start Supplied material

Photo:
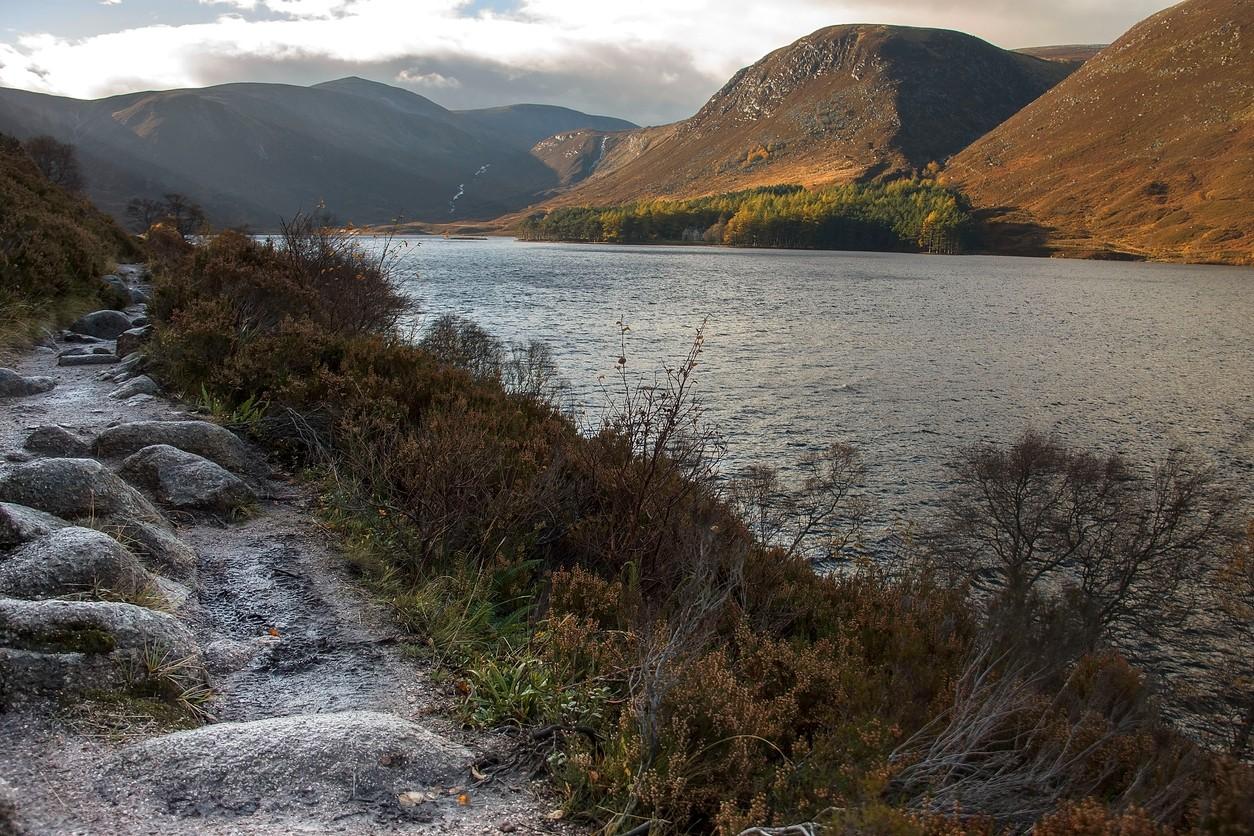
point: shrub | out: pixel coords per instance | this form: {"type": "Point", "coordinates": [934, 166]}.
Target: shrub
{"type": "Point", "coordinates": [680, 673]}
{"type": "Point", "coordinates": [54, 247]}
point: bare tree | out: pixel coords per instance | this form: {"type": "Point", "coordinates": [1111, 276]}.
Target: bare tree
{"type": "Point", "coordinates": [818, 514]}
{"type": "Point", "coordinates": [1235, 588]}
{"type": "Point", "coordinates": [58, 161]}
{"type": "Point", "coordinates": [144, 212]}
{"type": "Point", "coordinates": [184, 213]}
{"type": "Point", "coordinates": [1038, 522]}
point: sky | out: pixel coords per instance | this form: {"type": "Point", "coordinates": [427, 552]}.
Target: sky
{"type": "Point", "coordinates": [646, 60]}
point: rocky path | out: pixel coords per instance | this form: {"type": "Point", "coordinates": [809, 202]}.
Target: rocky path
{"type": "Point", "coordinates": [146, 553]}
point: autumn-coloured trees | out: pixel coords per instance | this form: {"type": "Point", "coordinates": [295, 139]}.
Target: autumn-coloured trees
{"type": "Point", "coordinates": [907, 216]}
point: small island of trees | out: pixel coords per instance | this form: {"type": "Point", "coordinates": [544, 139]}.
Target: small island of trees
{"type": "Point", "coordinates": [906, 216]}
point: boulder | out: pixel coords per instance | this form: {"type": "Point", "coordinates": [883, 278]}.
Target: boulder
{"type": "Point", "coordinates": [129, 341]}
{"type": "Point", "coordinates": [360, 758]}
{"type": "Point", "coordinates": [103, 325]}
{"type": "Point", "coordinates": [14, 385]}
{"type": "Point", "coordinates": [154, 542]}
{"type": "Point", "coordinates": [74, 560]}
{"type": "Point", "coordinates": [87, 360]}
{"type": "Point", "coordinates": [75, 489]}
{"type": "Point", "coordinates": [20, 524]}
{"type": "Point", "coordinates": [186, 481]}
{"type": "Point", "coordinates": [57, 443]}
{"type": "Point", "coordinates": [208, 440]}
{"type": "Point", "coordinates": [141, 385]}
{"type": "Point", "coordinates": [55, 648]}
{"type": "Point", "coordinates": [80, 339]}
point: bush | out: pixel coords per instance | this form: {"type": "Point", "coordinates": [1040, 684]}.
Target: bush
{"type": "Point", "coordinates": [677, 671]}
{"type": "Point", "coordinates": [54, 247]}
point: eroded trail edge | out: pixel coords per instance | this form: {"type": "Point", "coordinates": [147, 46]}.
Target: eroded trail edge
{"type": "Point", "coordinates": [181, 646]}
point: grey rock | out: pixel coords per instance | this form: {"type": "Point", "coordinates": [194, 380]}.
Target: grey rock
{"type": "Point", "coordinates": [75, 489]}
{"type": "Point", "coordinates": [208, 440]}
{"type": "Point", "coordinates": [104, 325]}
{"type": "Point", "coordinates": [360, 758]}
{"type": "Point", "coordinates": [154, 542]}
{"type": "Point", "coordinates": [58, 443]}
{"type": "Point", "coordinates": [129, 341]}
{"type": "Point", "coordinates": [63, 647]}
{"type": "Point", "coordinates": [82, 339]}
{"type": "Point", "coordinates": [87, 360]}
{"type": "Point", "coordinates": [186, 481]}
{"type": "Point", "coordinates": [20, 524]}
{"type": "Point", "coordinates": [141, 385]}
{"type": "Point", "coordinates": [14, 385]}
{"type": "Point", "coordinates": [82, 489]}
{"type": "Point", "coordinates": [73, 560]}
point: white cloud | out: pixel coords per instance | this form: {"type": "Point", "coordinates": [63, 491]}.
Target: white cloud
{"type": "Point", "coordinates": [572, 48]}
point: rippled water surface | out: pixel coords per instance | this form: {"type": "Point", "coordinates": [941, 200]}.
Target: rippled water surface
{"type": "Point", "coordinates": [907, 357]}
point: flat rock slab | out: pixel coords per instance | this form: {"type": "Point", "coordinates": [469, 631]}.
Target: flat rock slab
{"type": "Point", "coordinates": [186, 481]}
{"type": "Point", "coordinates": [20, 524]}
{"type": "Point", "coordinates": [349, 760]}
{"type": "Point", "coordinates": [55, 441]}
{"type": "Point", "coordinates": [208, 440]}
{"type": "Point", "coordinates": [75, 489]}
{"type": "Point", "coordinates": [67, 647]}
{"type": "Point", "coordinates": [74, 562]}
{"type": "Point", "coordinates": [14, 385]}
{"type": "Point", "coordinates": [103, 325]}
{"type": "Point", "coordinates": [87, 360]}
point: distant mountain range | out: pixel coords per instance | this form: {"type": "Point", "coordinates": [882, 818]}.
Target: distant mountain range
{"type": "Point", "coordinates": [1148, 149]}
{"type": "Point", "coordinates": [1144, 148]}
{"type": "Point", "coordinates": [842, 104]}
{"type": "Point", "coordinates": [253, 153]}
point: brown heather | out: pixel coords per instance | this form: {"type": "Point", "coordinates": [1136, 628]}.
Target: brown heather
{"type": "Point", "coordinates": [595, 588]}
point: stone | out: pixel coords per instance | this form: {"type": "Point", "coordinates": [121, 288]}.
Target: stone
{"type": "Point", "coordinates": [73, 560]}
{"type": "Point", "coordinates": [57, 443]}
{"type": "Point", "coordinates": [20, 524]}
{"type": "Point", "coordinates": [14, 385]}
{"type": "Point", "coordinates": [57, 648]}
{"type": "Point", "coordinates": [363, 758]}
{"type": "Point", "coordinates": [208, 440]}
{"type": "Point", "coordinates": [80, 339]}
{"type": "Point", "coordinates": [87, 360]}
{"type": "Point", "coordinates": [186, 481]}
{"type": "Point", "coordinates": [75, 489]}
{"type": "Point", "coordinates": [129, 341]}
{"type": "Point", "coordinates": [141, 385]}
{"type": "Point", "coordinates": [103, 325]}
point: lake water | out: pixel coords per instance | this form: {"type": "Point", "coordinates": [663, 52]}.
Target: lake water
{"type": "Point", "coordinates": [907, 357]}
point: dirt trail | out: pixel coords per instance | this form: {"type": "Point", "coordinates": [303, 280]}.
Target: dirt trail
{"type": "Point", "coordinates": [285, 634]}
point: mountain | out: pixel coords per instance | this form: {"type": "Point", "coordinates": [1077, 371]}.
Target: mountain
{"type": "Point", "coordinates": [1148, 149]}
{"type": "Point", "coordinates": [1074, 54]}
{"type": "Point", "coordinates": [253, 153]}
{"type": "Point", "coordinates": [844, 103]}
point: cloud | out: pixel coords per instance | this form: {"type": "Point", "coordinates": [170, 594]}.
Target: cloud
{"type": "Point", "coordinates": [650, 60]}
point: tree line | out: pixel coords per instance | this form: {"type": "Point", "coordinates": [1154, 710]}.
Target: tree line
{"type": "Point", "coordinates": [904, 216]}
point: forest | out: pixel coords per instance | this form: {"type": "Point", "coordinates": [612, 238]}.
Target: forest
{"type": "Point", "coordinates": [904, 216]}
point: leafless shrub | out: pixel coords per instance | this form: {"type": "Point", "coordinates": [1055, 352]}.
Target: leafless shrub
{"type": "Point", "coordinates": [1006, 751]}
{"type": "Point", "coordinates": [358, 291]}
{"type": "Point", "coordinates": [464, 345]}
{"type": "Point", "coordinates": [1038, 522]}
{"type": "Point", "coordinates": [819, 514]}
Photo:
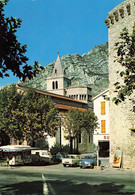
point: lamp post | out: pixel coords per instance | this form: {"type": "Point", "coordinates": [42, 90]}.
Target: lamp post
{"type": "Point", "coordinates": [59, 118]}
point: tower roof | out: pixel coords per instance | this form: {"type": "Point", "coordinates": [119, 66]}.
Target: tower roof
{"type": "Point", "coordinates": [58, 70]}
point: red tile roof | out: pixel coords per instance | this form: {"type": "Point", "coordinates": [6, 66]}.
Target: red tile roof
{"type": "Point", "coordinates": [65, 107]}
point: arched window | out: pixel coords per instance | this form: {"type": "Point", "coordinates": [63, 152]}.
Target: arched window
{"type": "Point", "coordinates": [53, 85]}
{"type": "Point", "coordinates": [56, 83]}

end Supplied material

## Problem to solve
Transcribe exactly the line containing "point: tower roof" and all remaining lines of the material, ending with the last one.

## Answer
point: tower roof | out: pixel coords per instance | this form: {"type": "Point", "coordinates": [119, 66]}.
Target: tower roof
{"type": "Point", "coordinates": [58, 70]}
point: red tile roof | out: pixel coords per instance | this form: {"type": "Point", "coordinates": [6, 66]}.
Target: red tile roof
{"type": "Point", "coordinates": [65, 107]}
point: arched window | out: pixel coords per instance | this form: {"type": "Point", "coordinates": [63, 152]}.
Target: arched window
{"type": "Point", "coordinates": [53, 85]}
{"type": "Point", "coordinates": [56, 83]}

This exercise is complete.